DATA SHOWN:
━━━━━━━━━━━━━━━━━━━━━━━━━━━━━━
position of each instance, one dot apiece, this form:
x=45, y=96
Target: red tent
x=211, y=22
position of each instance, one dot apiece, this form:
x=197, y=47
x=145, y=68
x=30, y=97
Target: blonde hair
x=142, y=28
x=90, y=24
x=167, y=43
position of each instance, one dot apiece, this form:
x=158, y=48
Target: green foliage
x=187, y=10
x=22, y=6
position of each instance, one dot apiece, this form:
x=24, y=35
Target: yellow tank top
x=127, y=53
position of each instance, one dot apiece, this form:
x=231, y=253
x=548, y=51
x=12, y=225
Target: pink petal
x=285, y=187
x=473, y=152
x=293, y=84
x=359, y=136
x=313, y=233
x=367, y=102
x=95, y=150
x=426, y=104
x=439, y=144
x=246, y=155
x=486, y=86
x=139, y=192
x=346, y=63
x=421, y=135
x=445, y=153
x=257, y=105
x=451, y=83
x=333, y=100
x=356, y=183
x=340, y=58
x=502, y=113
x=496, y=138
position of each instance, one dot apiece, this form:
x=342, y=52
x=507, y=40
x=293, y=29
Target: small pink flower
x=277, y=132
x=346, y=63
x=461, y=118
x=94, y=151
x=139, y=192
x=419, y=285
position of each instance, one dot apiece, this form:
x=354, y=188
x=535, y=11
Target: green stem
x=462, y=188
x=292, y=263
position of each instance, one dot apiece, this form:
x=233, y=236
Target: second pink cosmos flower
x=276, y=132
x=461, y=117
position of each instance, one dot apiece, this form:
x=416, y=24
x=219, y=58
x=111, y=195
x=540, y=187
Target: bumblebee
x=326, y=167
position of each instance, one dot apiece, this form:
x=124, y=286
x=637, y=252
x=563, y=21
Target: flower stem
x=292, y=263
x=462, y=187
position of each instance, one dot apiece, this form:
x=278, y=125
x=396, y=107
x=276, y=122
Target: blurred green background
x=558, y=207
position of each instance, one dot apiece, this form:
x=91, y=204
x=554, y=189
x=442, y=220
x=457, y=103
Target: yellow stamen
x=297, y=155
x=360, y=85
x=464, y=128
━━━━━━━━━━━━━━━━━━━━━━━━━━━━━━
WHAT YOU WILL DO: Present all of the data above as a numbered list, one line per number, with no blank lines.

THE COMPLETED TASK:
1. position of each instance, one dot apiece, this form:
2. x=45, y=96
3. Target: red tent
4. x=211, y=22
5. position of each instance, one dot apiece, this form:
6. x=197, y=47
7. x=145, y=68
8. x=30, y=97
9. Target: blonde hair
10. x=142, y=28
11. x=90, y=24
12. x=167, y=43
13. position of each instance, one dot apiece, this form:
14. x=158, y=48
15. Target: green foliage
16. x=187, y=10
17. x=22, y=6
18. position of each instance, one dot apiece, this form:
19. x=24, y=35
20. Target: yellow tank top
21. x=127, y=53
22. position of each instance, one dot apiece, this form:
23. x=231, y=253
24. x=548, y=51
25. x=12, y=225
26. Target: pink petal
27. x=285, y=187
28. x=473, y=152
29. x=293, y=84
30. x=359, y=136
31. x=313, y=233
32. x=367, y=102
33. x=95, y=150
34. x=426, y=104
35. x=439, y=144
36. x=246, y=155
37. x=486, y=86
38. x=139, y=192
39. x=346, y=63
40. x=421, y=135
41. x=445, y=153
42. x=257, y=105
43. x=451, y=83
44. x=333, y=100
45. x=356, y=183
46. x=340, y=58
47. x=502, y=113
48. x=496, y=138
49. position of each instance, one dot apiece, this form:
50. x=342, y=52
51. x=507, y=40
52. x=293, y=29
53. Target: small pink flower
54. x=277, y=132
55. x=346, y=63
56. x=461, y=118
57. x=94, y=151
58. x=139, y=192
59. x=419, y=285
60. position of each instance, one dot apiece, this form:
61. x=354, y=188
62. x=535, y=11
63. Target: green stem
64. x=462, y=188
65. x=292, y=263
66. position of each instance, one dot apiece, this form:
67. x=233, y=236
68. Target: second pink cosmos flower
69. x=276, y=132
70. x=461, y=117
71. position of each instance, one dot apiece, this form:
72. x=416, y=24
73. x=219, y=58
74. x=111, y=195
75. x=540, y=187
76. Target: bumblebee
77. x=326, y=167
78. position of each instance, one dot apiece, this form:
79. x=124, y=286
80. x=637, y=252
81. x=563, y=21
82. Target: flower stem
83. x=292, y=263
84. x=462, y=187
85. position of each instance, one dot apiece, this form:
86. x=278, y=125
87. x=396, y=107
88. x=276, y=122
89. Target: blurred green background
90. x=558, y=207
91. position of each instance, one dot apiece, this form:
92. x=91, y=204
93. x=554, y=189
94. x=442, y=220
95. x=457, y=103
96. Target: yellow stamen
97. x=297, y=155
98. x=360, y=85
99. x=464, y=128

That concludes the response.